**WORK TO DO**
A: Do the following statements agree with the thread on placing orchestral instruments below? Answer yes or no for each, and quote the deciding words from the thread.
(i) Coriolis says VSL MIRx works with instruments from any company.
(ii) Coriolis considers MIR Pro too costly for now.
(iii) JohnG says libraries with multiple mic positions still need a placement plugin.
B: Pick up the thread on placing orchestral instruments below and carry it on from its last post.

**PASSAGE**
------------

# What are the most straightforward/most effective plugins for placing orchestral instruments that aren't pre-panned?



## Coriolis (Apr 26, 2020)

I have VSL MIRx, and it's very easy to use, but it only works with VSL products. I've been eyeing MIR Pro, because it would work for any company's instruments _and_ audio files, and clearly displays the seating chart, but it's really expensive. I'd like to get it eventually, but it's too expensive.

Are there any plugins, that you'd recommend, that are visually clear and relatively intuitive, are good for orchestral and acoustic instruments, and has placement for left/right/depth (how far from the conductor the instrument sits on stage)? I googled, and I see a lot of products with lots sliders and squiggly soundwaves.


----------



## Terry93D (Apr 26, 2020)

Auburn's Panagement 2 is both clear and intuitive. https://www.auburnsounds.com/products/Panagement.html


----------



## JohnG (Apr 26, 2020)

You don't need any of that with libraries that have multiple mic positions.

Just work with the various mics until it sounds good.

------------

**RECORDS SHOWN**
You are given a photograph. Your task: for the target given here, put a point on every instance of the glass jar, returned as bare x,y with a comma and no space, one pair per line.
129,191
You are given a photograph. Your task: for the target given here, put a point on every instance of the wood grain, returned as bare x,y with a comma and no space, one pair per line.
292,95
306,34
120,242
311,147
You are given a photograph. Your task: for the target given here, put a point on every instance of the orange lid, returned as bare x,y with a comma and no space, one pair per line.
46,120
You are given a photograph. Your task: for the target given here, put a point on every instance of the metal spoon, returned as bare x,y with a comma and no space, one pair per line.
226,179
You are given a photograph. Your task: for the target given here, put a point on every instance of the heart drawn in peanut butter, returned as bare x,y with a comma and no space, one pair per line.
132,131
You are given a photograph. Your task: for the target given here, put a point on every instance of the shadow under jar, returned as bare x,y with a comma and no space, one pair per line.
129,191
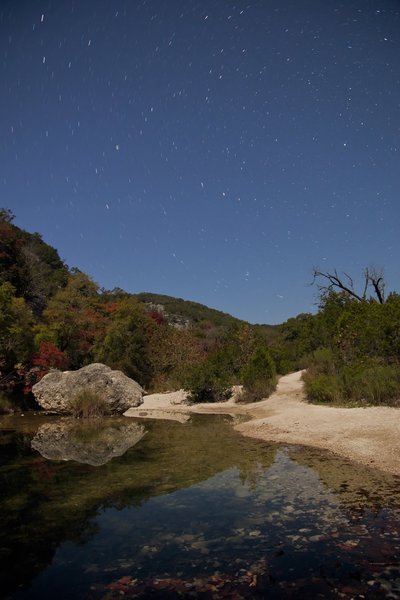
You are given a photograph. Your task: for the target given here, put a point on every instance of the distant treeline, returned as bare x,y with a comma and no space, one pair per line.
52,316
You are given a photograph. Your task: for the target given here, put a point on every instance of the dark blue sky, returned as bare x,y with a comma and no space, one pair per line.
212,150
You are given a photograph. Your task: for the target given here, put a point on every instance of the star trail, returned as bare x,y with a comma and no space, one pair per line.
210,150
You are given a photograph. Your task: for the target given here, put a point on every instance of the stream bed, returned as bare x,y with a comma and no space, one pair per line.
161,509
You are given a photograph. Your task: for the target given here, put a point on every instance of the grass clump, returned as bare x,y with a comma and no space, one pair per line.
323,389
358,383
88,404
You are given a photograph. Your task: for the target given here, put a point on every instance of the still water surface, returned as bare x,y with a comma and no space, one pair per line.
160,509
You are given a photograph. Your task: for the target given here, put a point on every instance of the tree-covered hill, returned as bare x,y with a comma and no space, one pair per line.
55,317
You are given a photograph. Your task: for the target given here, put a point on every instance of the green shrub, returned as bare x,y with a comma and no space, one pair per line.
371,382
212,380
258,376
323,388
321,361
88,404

------------

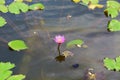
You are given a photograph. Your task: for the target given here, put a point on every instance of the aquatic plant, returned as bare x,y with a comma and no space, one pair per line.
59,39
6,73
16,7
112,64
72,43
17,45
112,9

------------

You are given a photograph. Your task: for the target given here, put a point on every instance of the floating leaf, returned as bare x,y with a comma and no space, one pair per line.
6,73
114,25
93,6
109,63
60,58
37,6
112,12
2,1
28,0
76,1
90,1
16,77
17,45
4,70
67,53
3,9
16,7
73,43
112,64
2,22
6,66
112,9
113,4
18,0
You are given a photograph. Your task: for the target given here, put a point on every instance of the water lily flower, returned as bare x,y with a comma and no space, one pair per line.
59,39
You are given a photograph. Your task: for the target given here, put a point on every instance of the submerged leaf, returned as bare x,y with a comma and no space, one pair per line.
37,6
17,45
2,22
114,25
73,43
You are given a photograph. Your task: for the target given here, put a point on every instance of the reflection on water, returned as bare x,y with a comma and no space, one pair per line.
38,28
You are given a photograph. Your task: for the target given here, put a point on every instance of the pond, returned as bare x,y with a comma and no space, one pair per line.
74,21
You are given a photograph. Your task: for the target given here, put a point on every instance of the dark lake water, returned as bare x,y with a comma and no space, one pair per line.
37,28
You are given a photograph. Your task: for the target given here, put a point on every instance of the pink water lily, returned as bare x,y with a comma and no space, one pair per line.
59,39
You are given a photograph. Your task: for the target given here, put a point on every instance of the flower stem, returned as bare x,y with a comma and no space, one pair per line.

------------

**THE RESPONSES**
A:
(i) No: "it only works with VSL products."
(ii) Yes: "I'd like to get it eventually, but it's too expensive."
(iii) No: "You don't need any of that with libraries that have multiple mic positions."

B:
----------



## bvaughn0402 (Apr 26, 2020)

Speaking of panning ... is there a list somewhere of which libraries are panned? Like OT, Spitfire, ...


----------



## Sapphire (Apr 26, 2020)

Terry93D said:


> Auburn's Panagement 2 is both clear and intuitive. https://www.auburnsounds.com/products/Panagement.html



Don't forget that it G O T . R E V E R B


----------



## muk (Apr 27, 2020)

Panagement

2cAudio Precedence

VirtualSoundStage 2

dearVR Pro (has been on sale for as low as 30$)

Independence Origami (the only spatial panner I know that works with convolution, not algorithmic reverb. There used to be a free version of this. Don't know if it still exists).

Eareverb 2

Inspired Acoustic's Inspirata (to be released in May)

If you are working in Cubase, you could also try the method that @Rob described here (completely free):






Neat reverb trick?


or not... I thought this could be an improvement over simple stereo reverb send, but I'm rather naive when it comes to these technical audio things, being definitely more a musician than an engineer... anyway here's the idea, please don't laugh. Cubase+Spaces here but it can be done in every daw...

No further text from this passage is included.